• EXCERPT TO READ
* BEGIN *
Your Data Backup Strategy in AWS
Using AWS Services for Data Backup
As a part of your business continuity and disaster recovery practices, it’s extremely important to have a data backup strategy in AWS. Under the Shared Responsibility Model, AWS provides you with services to manage data backup, but it is your responsibility to configure these services to align with how and when you back up data. AWS provides several backup and recovery services, including:
- AWS Backup is a fully managed backup service for automating backups across AWS services.
- Amazon S3 Glacier and S3 Glacier Deep Archive are the storage classes of S3 for data archiving and long-term backup.
- Amazon EBS provides block storage and has a snapshot feature that lets you back up EBS volumes for use with Amazon EC2.
- AWS Storage Gateway is an option for hybrid cloud storage, giving you on-premoses access to cloud storage.
- Amazon EFS works with EC2 instances to provide scalable file storage.
There are so many things that you can back up in AWS – EC2 instances, EBS volumes, DB instances. It’s crucial to establish your data backup strategy, and properly configure the AWS services that you choose to use.
* END *
• PROVIDED MATERIAL
* BEGIN *
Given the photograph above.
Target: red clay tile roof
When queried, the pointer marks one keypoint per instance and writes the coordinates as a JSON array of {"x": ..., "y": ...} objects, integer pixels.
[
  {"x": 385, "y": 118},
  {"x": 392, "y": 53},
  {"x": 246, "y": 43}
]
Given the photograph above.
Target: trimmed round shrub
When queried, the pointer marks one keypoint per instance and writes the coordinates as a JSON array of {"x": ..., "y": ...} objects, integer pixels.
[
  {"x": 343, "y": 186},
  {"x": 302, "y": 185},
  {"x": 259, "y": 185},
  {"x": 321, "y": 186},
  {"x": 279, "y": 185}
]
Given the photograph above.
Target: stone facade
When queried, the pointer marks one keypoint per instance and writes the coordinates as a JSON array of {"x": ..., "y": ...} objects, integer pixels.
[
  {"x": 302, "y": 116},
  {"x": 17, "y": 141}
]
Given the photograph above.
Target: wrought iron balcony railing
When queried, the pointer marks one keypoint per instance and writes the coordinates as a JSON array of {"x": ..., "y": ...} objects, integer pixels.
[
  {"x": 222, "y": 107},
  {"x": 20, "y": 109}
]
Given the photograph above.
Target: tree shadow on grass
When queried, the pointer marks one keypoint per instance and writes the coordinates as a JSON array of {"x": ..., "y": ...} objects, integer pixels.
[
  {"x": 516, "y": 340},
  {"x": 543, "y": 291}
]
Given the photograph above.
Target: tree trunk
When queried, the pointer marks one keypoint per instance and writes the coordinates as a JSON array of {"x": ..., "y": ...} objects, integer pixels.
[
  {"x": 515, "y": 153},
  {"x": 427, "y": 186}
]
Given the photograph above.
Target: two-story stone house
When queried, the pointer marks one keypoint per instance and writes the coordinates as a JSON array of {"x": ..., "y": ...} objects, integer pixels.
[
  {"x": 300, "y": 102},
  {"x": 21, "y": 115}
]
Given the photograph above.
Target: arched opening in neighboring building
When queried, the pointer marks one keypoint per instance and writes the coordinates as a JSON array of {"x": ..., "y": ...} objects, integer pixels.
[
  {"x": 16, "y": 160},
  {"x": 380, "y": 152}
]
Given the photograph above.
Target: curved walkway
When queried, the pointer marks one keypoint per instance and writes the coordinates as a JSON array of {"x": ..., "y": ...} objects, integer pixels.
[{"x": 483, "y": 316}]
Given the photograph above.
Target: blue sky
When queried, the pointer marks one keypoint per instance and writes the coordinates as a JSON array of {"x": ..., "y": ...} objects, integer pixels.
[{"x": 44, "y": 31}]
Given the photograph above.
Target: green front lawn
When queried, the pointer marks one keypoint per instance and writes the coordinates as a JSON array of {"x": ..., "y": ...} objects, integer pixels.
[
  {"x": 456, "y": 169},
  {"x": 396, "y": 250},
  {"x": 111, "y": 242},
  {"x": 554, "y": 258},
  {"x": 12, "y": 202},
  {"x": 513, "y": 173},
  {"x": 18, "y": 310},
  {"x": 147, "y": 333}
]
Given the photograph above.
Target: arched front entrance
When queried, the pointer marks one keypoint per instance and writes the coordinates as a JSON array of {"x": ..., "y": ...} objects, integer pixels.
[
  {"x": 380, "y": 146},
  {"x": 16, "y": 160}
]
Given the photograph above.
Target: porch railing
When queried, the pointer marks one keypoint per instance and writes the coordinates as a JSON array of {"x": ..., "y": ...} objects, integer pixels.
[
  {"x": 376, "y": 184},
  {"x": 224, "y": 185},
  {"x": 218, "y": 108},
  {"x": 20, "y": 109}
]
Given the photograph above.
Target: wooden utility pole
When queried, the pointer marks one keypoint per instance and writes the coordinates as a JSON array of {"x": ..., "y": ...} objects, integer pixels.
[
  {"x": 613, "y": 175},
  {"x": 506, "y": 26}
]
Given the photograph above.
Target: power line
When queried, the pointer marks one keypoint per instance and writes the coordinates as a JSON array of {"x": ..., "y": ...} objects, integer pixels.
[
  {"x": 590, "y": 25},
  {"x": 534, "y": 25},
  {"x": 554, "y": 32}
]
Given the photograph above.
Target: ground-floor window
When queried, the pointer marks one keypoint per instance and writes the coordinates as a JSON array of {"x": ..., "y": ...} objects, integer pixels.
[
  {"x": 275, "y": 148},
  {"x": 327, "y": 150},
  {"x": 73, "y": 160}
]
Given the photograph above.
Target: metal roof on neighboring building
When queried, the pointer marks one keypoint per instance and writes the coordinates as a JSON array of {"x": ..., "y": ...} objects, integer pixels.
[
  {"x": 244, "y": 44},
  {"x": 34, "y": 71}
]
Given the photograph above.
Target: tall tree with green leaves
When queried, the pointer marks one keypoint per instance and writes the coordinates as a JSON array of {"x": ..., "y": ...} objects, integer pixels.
* END *
• LIST OF TASKS
(a) Using the AWS backup text, decide whether each statement agrees with it, answering yes or no and quoting the deciding words: (i) AWS configures its backup services for you under the Shared Responsibility Model; (ii) the snapshot feature of Amazon EBS lets you back up EBS volumes; (iii) AWS Backup is a fully managed service.
(b) Extend the AWS backup text with what would come next after its final sentence.
The items play no part in what follows and can be skipped.

• EXERCISE RESULTS
(a)
(i) No: "it is your responsibility to configure these services to align with how and when you back up data"
(ii) Yes: "has a snapshot feature that lets you back up EBS volumes for use with Amazon EC2"
(iii) Yes: "AWS Backup is a fully managed backup service for automating backups across AWS services"

(b)
Transcription
AWS provides you with the capability of managing your data backup strategy within your environment, but it is your responsibility to ensure that you are following your expectations for how, when, and how often you manage your data backups. You will see services within AWS that end with the word “snapshot.” This can be a valuable component of your data backup strategy. You will have EBS snapshots or you’ll have RDS snapshots. They also provide you with the service AWS Backup. This is the way that you can configure and manage your EBS volumes and their backups. You can back up your EC2 instances. You can back up your RDS. This is your responsibility because it is up to you to determine when we want to be able to go back and restore from a different point in time.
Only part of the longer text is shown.